# СТАТЬЯ
---*---

© С.Н. Ущиповский
ОСНОВНЫЕ НАПРАВЛЕНИЯ
ЦЕНЗУРНОГО РЕДАКТИРОВАНИЯ ТЕКСТОВ
В ЖУРНАЛЕ “ИСТОРИЧЕСКИЙ ВЕСТНИК”
(по архивным материалам)С. Н. Ущиповский
Вопрос о соответствии текстов, опубликованных в русских исторических журналах, оригиналам уже поднимался в некоторых исследованиях. Он предполагает выявление сокращений, исправлений и перефразирований, предпринятых, прежде всего, вследствие вмешательства цензуры. Данный вопрос представляет определенный интерес: во-первых, выявляется историческая тематика, вызывающая наиболее обостренную реакцию со стороны властей, а также причины таковой; во-вторых, более точно определяется направление журнала, его подлинное лицо. В качестве характерных специальных исследований проблемы взаимоотношения исторических журналов с цензурой можно назвать работы А.Ф. Зайцева, посвященные “Русскому Архиву” [1]. В данном случае предмет исследования — цензурные изменения на страницах “Исторического Вестника”, выходившего в 1880—1917 гг. в Петербурге.

---*---

# ЗАДАЧА
Подхватите статью о цензурной правке в «Историческом вестнике»: как она продолжается после фразы о предмете исследования? Эти пункты взяты из другого источника.

# ПУНКТЫ

---*---

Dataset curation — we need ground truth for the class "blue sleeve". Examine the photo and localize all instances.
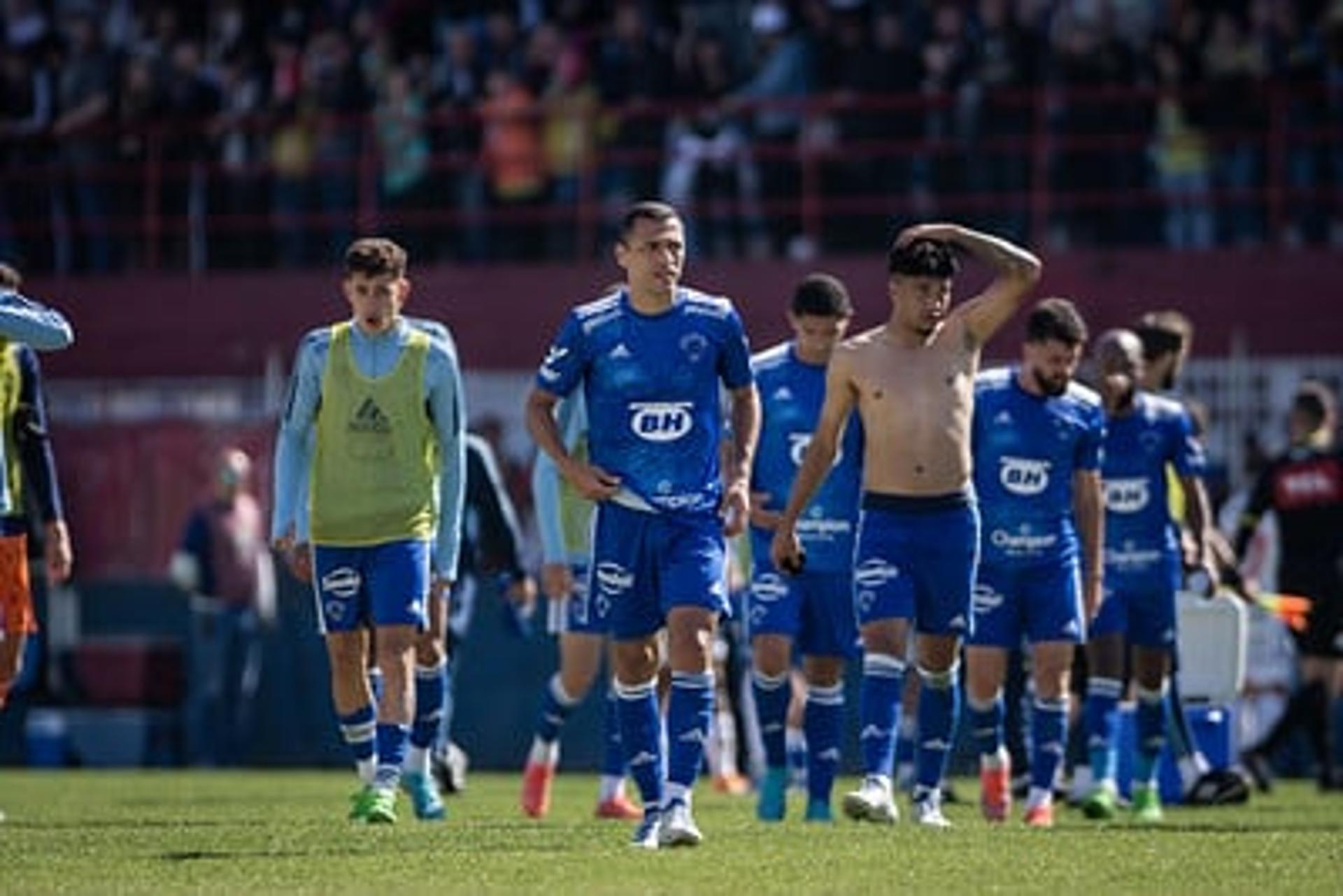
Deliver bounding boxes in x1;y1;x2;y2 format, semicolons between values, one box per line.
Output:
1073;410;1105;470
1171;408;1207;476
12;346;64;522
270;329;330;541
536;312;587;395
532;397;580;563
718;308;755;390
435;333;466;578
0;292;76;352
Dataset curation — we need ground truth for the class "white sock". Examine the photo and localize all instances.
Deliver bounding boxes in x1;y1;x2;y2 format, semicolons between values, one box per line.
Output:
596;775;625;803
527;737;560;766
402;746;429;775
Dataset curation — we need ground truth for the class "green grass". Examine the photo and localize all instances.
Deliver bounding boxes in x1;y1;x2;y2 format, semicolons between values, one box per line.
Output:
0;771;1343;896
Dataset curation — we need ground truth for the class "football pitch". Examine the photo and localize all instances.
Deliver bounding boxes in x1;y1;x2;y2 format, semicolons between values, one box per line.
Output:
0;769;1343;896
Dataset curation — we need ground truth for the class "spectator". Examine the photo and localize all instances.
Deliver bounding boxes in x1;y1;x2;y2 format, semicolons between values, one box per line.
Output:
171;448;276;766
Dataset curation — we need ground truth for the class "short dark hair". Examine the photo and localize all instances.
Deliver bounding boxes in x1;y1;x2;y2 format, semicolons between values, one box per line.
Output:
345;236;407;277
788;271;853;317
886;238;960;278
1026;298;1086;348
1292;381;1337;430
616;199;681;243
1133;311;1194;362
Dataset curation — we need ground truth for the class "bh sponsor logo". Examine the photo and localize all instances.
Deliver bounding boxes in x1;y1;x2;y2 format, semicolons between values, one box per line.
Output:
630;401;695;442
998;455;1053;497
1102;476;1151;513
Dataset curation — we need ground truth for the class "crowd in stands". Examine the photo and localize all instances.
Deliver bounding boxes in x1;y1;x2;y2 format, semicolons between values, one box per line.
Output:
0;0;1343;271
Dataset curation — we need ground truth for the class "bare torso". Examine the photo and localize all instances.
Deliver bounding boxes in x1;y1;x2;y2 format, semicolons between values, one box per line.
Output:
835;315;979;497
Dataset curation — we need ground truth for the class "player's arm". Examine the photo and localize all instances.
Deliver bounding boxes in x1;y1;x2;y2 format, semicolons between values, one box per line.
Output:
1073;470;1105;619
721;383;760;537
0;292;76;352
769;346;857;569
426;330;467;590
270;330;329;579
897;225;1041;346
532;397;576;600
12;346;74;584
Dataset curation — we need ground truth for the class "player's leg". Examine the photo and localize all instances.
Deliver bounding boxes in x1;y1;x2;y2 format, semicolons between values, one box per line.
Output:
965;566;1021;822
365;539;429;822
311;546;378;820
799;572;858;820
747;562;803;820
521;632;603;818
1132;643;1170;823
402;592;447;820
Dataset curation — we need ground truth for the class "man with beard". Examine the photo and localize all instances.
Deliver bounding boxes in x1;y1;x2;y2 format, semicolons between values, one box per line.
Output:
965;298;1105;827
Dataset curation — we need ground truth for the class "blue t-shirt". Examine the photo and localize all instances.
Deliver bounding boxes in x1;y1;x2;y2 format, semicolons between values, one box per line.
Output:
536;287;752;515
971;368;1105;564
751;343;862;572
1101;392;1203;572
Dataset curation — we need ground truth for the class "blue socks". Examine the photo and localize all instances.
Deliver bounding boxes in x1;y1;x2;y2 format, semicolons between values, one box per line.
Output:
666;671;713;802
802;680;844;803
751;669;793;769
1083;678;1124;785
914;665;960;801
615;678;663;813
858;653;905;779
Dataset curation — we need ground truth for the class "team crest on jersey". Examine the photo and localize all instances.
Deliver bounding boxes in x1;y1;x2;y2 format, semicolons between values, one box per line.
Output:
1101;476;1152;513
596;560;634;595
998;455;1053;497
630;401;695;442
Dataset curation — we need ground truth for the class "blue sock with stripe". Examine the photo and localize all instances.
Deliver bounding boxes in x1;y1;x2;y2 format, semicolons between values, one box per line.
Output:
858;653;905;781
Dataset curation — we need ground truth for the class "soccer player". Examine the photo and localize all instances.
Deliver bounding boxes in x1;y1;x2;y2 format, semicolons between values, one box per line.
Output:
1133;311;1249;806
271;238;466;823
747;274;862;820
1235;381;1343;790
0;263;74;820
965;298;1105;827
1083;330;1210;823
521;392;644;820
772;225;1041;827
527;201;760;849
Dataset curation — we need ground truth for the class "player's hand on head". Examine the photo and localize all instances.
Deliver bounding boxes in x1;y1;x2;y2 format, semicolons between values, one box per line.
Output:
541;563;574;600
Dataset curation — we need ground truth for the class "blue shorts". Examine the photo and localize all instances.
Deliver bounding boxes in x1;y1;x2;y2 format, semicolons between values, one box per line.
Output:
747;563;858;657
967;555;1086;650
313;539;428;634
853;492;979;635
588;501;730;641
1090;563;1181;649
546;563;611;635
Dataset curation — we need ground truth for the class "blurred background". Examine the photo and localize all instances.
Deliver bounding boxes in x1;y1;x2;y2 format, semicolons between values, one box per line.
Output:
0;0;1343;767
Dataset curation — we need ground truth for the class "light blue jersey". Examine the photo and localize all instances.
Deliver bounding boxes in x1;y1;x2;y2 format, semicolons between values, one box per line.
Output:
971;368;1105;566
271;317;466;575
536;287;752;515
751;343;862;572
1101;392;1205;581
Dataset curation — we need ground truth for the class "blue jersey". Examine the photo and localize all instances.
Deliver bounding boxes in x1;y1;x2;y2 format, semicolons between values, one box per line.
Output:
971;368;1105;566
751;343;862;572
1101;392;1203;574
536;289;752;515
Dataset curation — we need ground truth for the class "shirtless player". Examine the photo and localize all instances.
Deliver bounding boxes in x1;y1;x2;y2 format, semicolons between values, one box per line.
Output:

---*---

# РЕЗУЛЬТАТ
Основная масса источников — цензурных дел и переписки — сосредоточена в фонде Главного управления по делам печати (ГУДП), а также в делах Петербургского цензурного комитета (ПЦК). Принимая во внимание, что “Исторический Вестник” издавался таким известным деятелем консервативного крыла, как А.С. Суворин, а редактировался более чем “умеренным либералом” С.Н. Шубинским, можно было бы ожидать наиболее лояльного, формального цензурного контроля. Но документы показывают, что несмотря на корректность обращения, довольно жесткий цензурный надзор распространялся и на издания такого типа. Многие статьи, отмечавмые цензорами как “предосудительные” и “подозрительные”, просто принимались начальством ГУДП и ПЦК “к сведению”. Но довольно часто дело доходило до арестов и приостановки номеров, сокращения и запрещения статей и даже наложения штрафа, вызова в суд.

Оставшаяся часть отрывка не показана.